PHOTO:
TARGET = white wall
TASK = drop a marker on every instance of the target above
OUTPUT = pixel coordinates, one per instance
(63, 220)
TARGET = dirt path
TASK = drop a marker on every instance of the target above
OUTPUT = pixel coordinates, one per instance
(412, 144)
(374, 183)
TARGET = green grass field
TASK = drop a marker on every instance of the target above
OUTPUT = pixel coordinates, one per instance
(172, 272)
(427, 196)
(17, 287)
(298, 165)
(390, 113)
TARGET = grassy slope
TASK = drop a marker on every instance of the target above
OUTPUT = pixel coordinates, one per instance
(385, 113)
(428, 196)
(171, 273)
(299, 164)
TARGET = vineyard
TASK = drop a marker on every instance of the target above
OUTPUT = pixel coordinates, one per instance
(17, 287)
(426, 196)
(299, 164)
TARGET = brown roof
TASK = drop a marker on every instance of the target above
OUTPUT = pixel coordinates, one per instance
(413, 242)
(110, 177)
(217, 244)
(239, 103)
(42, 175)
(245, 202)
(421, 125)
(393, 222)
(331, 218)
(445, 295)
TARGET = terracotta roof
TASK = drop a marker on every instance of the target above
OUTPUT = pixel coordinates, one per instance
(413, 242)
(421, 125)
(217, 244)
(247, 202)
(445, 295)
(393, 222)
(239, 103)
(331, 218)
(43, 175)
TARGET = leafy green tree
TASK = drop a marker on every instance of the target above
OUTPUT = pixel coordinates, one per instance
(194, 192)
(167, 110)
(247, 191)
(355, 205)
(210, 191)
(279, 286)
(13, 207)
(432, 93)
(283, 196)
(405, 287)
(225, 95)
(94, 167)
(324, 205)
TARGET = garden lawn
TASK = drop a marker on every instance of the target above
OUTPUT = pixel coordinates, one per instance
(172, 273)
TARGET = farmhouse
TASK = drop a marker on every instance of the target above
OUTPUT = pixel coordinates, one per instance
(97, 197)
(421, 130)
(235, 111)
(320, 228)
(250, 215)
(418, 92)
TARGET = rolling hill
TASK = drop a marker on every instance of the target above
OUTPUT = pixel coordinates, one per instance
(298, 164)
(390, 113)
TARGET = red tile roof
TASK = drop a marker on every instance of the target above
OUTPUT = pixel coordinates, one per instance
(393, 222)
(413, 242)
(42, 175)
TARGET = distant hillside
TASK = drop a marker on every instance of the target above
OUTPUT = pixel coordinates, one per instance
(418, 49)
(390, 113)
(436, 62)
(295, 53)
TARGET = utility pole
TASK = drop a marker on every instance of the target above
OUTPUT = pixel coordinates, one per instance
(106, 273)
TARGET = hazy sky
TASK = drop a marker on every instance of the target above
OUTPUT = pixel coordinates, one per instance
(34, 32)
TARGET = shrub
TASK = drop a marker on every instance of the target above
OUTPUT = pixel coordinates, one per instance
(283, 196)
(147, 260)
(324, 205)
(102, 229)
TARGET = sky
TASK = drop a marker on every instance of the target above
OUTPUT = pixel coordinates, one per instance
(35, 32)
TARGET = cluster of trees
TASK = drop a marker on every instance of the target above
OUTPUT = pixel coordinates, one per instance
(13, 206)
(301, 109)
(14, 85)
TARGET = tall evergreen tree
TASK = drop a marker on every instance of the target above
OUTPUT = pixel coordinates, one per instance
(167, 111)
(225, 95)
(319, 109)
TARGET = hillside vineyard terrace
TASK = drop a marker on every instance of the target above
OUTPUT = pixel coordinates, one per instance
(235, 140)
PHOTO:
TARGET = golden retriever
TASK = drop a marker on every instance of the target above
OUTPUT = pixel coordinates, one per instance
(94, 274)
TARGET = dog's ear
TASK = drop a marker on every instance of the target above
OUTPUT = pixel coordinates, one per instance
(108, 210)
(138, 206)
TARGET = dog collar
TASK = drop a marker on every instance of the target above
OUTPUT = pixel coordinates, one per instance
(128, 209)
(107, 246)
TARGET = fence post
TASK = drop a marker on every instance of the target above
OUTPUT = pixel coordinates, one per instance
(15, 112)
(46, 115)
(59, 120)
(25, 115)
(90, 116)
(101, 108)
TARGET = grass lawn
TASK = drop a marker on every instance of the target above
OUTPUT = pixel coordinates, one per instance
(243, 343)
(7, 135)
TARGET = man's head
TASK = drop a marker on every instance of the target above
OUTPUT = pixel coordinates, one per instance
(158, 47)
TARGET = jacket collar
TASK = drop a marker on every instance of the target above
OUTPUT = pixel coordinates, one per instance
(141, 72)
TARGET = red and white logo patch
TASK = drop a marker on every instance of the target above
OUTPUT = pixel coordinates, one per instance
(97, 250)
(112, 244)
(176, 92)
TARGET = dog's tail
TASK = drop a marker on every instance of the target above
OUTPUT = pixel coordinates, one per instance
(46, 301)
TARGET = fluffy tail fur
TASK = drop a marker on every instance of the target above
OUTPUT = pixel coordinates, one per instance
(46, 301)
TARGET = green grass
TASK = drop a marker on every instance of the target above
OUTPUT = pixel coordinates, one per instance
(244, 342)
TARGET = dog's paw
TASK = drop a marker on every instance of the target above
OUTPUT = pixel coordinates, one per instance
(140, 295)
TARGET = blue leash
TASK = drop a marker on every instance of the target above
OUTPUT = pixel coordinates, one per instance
◇ ◇ ◇ ◇ ◇
Your objective: From the entries, work out how many lines include the word "lawn", answering with the number only.

Task result: 2